We’ve sourced some of the most interesting and thought-provoking John Gurdon Quotes. Each of the following quotes is overflowing with creativity, and knowledge.

Once the principle is there, that cells have the same genes, my own personal belief is that we will, in the end, understand everything about how cells actually work.
The work I was involved in had no obvious therapeutic benefit. It was purely of scientific interest. I hope the country will continue to support basic research even though it may have no obvious practical value.
I think that I cannot immediately see the route by which we should really understand memory and the workings of the brain.
I take the view that anything you can do to relieve suffering or improve human health will usually be widely accepted by the public – that is to say, if cloning actually turned out to be solving some problems and was useful to people, I think it would be accepted.
Nuclear transplantation is a technique that has enormously facilitated the analysis of these interactions between nucleus and cytoplasm.
The earliest example known to me of replaced body parts is exemplified by a Mayan skull dating back to 1400 BC. In this skull, false teeth made of stone had been implanted.
The importance of the egg’s non-nuclear material – the cytoplasm – in early development is apparent in the consistent relation that is seen to exist between certain regions in the cytoplasm of a fertilized egg and certain kinds or directions of cell differentiation.
There is no doubt that I was blessed with a considerable amount of luck.
As a brand new graduate student starting in October 1956, my supervisor Michail Fischberg, a lecturer in the Department of Zoology at Oxford, suggested that I should try to make somatic cell nuclear transplantation work in the South African frog Xenopus laevis.
There’s a danger of some of the best people saying, ‘I don’t want a career in science.’
I remember that, at an early age, I spent many months making a three-masted sailing boat with rigging in a half-walnut shell.
My first attempts to transplant nuclei in Xenopus were completely unsuccessful, because the Xenopus egg, unlike those of other amphibians, is surrounded by an extremely elastic membrane and jelly layer that make penetration by a micropipette impossible.

****

_YOUR TASKS_:
1. Decide whether each statement agrees with the John Gurdon quotations, answering yes or no and quoting the words that settle it.
(a) The Mayan skull with stone false teeth dates back to 1400 BC.
(b) Gurdon's first attempts to transplant nuclei in Xenopus succeeded.
(c) The work Gurdon was involved in had an obvious therapeutic benefit.
2. Answer these questions from the John Gurdon quotations.
(a) In what month and year did Gurdon start as a graduate student?
(b) What did he make in a half-walnut shell?
(c) What surrounds the Xenopus egg and makes penetration by a micropipette impossible?
3. Resume the John Gurdon quotations after the final quotation shown.
The rows that come next have no connection to the John Gurdon quotations.

Records drawn from a data source

****

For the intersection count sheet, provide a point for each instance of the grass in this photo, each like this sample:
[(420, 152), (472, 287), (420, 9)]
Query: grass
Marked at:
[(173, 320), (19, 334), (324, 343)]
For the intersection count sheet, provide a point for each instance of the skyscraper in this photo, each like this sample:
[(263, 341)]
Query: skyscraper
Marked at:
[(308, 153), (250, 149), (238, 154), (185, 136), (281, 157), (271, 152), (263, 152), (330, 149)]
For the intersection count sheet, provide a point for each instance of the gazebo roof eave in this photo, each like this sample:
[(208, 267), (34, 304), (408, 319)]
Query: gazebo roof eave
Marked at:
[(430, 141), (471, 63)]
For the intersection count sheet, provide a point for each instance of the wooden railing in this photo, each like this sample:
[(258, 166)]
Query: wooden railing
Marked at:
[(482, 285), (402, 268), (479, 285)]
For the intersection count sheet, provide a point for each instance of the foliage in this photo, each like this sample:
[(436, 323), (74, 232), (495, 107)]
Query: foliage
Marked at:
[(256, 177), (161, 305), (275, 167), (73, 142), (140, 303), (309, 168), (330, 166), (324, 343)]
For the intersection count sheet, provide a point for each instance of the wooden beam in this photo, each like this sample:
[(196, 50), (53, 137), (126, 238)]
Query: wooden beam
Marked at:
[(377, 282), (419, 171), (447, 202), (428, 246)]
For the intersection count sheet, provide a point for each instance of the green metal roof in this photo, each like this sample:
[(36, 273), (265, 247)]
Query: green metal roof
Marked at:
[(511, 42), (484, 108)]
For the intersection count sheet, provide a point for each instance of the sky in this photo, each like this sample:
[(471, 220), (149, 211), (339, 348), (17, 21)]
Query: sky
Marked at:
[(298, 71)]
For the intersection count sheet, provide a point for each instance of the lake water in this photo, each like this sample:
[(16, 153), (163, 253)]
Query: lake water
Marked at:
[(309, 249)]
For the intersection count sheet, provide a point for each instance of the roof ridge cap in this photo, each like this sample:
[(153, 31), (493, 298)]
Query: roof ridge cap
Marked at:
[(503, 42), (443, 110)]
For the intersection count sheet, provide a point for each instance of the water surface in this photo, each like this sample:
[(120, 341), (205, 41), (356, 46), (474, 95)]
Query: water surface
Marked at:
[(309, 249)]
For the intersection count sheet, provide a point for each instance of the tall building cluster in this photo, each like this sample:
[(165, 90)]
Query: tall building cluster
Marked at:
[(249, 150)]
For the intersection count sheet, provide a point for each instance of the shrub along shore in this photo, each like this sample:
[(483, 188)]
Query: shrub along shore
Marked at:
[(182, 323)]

****

_ANSWERS TO THE EXERCISES_:
1.
(a) Yes: "a Mayan skull dating back to 1400 BC"
(b) No: "My first attempts to transplant nuclei in Xenopus were completely unsuccessful"
(c) No: "The work I was involved in had no obvious therapeutic benefit."

2.
(a) October 1956
(b) A three-masted sailing boat with rigging
(c) An extremely elastic membrane and jelly layer

3.
I get into lab early and leave a bit early, too. So I like to have an hour or two before everybody comes in.
The first point to remember is that attempts to clone mice have actually been very unsuccessful for at least a decade. Sheep have been successful. So one asks, ‘Where do humans lie?’ Most people think they are somewhere between the two, but at least there’s a reasonable chance they might be clone-able.
In principle. what is done is to take the nucleus out of a cell with a very fine micro-pipette or needle and introduce it into an egg. That had been done with amphibians a long time ago, and then there was a long pause of many years before people were clever enough to make that work in the sheep.
It is particularly pleasing to see how purely basic research, originally aimed at testing the genetic identity of different cell types in the body, has turned out to have clear human health prospects.
Within six months of starting my Ph.D. work in 1956, I had already obtained feeding tadpoles derived from transplanted nuclei of embryonic cells.
I left my frogs, which I had grown, with my supervisor, who had moved to Geneva, and he and a technician grew them up. So by 1962, they were adults, and one could publish a paper to say that these animals, derived from nuclear transfer, really were absolutely normal. So it took a little time to get through.
I wondered whether the nuclear transfer techniques could be used to introduce purified macro-molecules into an egg, and hence into embryonic cells.
Shinya Yamanaka’s work has involved mice and human cells, and advances the prospect of providing new cells or body parts for patients.